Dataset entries

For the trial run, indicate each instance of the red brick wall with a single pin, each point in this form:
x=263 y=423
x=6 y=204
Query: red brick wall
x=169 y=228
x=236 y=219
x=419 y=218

* **Exercise requirements**: Print the entries above exactly as they were written, down to the last line.

* **Answer space**:
For the trial run, indicate each instance of the red brick wall with a single pin, each point in this form:
x=263 y=423
x=6 y=204
Query: red brick wall
x=169 y=228
x=236 y=219
x=419 y=218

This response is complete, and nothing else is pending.